#### DATA SHOWN
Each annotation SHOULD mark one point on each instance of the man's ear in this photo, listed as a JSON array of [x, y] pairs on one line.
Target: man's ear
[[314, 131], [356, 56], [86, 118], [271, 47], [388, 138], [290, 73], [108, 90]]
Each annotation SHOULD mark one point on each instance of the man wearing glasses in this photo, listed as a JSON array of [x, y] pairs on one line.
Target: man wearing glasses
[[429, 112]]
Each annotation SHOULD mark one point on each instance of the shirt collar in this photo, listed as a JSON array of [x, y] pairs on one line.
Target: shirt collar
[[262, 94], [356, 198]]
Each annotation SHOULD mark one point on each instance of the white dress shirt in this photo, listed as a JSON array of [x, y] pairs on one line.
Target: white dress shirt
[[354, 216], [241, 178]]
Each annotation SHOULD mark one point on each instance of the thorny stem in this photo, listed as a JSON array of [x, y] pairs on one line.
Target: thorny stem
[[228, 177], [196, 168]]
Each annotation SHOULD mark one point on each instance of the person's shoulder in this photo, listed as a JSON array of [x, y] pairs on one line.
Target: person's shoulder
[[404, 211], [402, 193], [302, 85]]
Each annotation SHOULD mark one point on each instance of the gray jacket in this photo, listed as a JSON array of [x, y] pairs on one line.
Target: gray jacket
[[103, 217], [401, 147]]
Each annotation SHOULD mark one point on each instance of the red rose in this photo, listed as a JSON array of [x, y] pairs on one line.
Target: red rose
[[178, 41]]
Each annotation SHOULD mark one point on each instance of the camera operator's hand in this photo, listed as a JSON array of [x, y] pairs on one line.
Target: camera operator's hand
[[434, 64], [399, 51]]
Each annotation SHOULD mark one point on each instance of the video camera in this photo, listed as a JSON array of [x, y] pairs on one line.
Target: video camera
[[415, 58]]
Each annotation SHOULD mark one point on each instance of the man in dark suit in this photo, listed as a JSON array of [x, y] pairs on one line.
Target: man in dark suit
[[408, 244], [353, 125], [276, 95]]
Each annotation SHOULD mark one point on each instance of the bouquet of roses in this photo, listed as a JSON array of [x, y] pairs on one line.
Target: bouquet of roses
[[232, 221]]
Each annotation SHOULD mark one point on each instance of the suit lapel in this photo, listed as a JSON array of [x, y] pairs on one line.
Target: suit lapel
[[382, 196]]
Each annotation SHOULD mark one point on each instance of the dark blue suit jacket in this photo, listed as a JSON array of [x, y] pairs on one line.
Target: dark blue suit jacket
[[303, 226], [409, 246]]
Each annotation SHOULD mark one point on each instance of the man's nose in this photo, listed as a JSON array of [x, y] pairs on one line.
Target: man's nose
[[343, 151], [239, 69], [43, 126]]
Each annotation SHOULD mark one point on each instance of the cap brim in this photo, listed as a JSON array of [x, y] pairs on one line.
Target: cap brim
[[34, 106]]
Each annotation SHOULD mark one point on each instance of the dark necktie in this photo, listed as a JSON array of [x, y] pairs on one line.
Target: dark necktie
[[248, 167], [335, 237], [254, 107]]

#### WHAT YOU ARE ASKED TO DO
Render every line of the listing above as a Markdown table with two columns, Row and Line. Number each row and skip any blank lines.

#### EXERCISE RESULT
| Row | Line |
|---|---|
| 1 | Each annotation SHOULD mark one point on each instance of the man's ear in this photo, listed as a JSON array of [x, y] pairs on one line. |
| 2 | Target: man's ear |
| 3 | [[314, 131], [356, 56], [86, 118], [271, 47], [388, 138], [290, 73], [108, 90]] |
| 4 | Each annotation SHOULD mark one point on each instance of the man wearing glasses in this photo, listed as a JSON array of [x, y] pairs on one line. |
| 5 | Target: man wearing glasses |
| 6 | [[429, 112]] |
| 7 | Each annotation SHOULD mark one point on each instance of the shirt collar in this photo, listed as a JSON array of [x, y] pairs on one line. |
| 8 | Target: shirt collar |
| 9 | [[262, 94], [356, 198]] |
| 10 | Each annotation SHOULD mark one point on each instance of the white dress shirt in this photo, listed as a JSON array of [x, y] pairs on one line. |
| 11 | Target: white dress shirt |
| 12 | [[354, 216], [241, 178]] |
| 13 | Each annotation SHOULD mark one point on each instance of the thorny stem in this photo, listed as a JSON array of [x, y] pairs on one line. |
| 14 | Target: thorny stem |
| 15 | [[228, 177], [196, 168]] |
| 16 | Each annotation SHOULD mark one point on each instance of the person's shoulder in this photo, listed as a JSON array of [x, y] pairs on one line. |
| 17 | Target: person's shoulder |
| 18 | [[404, 211], [402, 193], [302, 85]] |
| 19 | Each annotation SHOULD mark one point on each instance of the gray jacket in this photo, listed as a JSON array of [x, y] pairs on one line. |
| 20 | Target: gray jacket |
| 21 | [[103, 217], [401, 147]] |
| 22 | Each annotation SHOULD mark one point on each instance of the red rose in this photo, listed as a JSON array of [x, y] pairs on one line. |
| 23 | Target: red rose |
| 24 | [[178, 41]] |
| 25 | Each annotation SHOULD mark one point on each instance of the camera operator's hand in this photo, listed as a JSON array of [x, y] pairs on one line. |
| 26 | Target: camera operator's hand |
| 27 | [[434, 64], [399, 51]] |
| 28 | Each annotation SHOULD mark one point on each instance of the video camera in this photo, listed as a JSON array of [x, y] pairs on one line. |
| 29 | Target: video camera |
| 30 | [[415, 58]] |
| 31 | Each annotation SHOULD mark one point on each instance of the man in dark suit in this photo, listed as a JSON array of [x, y] pairs on one line. |
| 32 | Target: man in dark suit |
| 33 | [[408, 244], [353, 125], [276, 95]] |
| 34 | Each annotation SHOULD mark one point on each instance of the bouquet of roses in this photo, listed as a JSON array of [x, y] pairs on one line. |
| 35 | Target: bouquet of roses |
| 36 | [[232, 221]] |
| 37 | Each annotation SHOULD mark one point on each instance of the suit lapel in this photo, listed as a JSON array of [x, y] pairs on one line. |
| 38 | Target: suit lapel |
| 39 | [[382, 196]] |
| 40 | Each annotation SHOULD mark one point on each instance of the dark blue suit jacket in this photo, listed as a JSON array of [x, y] pairs on one line. |
| 41 | Target: dark blue suit jacket |
| 42 | [[303, 226], [409, 246]] |
| 43 | Each annotation SHOULD mark one point on each instance of the man's nose in this photo, listed as a JSON array of [x, y] pairs on one line. |
| 44 | Target: man's nose |
| 45 | [[343, 151], [239, 69], [43, 126]] |
| 46 | Each annotation SHOULD mark one point on each instance of the cap brim in this photo, listed as a JSON array of [x, y] pairs on one line. |
| 47 | Target: cap brim |
| 48 | [[34, 106]] |
| 49 | Each annotation SHOULD mark one point on each instance of the dark necktie in this photo, listed as a JSON array of [x, y] pairs on one line. |
| 50 | Target: dark necktie |
| 51 | [[248, 167], [335, 237], [254, 107]] |